>> BEGIN Data for this task
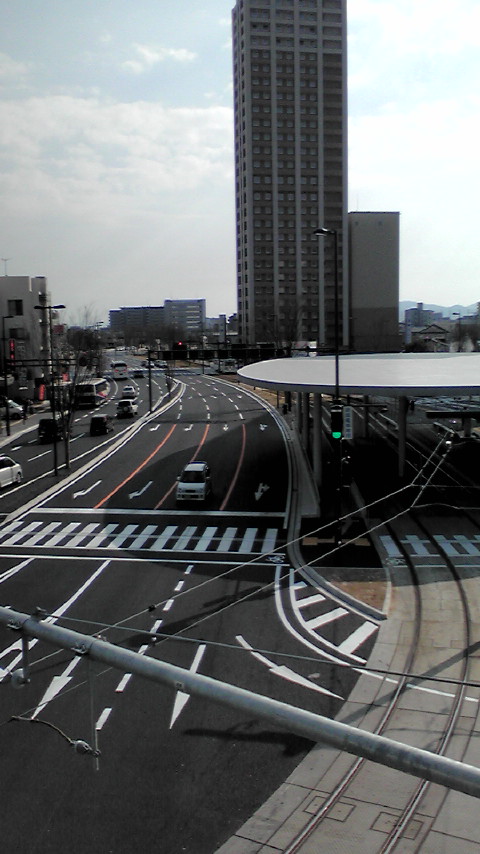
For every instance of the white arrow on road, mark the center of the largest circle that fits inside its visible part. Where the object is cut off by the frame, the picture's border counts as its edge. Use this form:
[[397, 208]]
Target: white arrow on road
[[57, 684], [86, 491], [182, 697], [262, 487], [140, 491], [285, 672]]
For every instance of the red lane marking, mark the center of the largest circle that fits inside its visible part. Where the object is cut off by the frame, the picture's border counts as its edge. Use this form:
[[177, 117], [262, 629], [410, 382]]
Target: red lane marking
[[237, 471], [139, 468]]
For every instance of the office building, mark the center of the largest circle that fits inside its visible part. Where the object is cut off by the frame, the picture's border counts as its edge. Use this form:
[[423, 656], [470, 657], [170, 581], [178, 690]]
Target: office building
[[374, 249], [289, 71], [185, 318]]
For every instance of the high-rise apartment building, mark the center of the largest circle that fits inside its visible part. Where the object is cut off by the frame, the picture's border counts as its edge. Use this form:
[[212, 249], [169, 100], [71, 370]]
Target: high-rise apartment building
[[289, 59]]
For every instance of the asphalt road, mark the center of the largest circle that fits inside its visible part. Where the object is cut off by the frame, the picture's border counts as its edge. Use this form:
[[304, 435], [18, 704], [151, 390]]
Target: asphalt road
[[106, 551]]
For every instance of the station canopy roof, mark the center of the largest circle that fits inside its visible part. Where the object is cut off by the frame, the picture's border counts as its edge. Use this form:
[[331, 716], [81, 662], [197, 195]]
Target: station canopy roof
[[391, 374]]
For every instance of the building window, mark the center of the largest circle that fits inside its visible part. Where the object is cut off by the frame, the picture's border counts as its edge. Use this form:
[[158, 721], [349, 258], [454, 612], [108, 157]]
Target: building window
[[15, 307]]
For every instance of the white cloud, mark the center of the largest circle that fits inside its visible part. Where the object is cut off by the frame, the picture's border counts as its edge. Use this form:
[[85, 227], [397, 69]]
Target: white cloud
>> END Data for this task
Stated task -> Rewrite the part of the entries that opens with the line containing "For every instance of the building" and runs through the end of the entries, requests included, and raise every point coordinate in the answers by 79.

Correct result ->
For every instance of the building window, mark the center of the largest circle that fits inside its visible part. Where the object is cut off by the frame, the picture's border counts as its edge. Use this form:
[[158, 721], [349, 258], [454, 612], [108, 157]]
Target: building window
[[94, 386]]
For every instance of the white cloud, mark the center of the largest circle that fits inside its visible part. Where the object is cut off by the frame, the picture's border counts as its edge. Use this form:
[[85, 227], [397, 69]]
Target: white cloud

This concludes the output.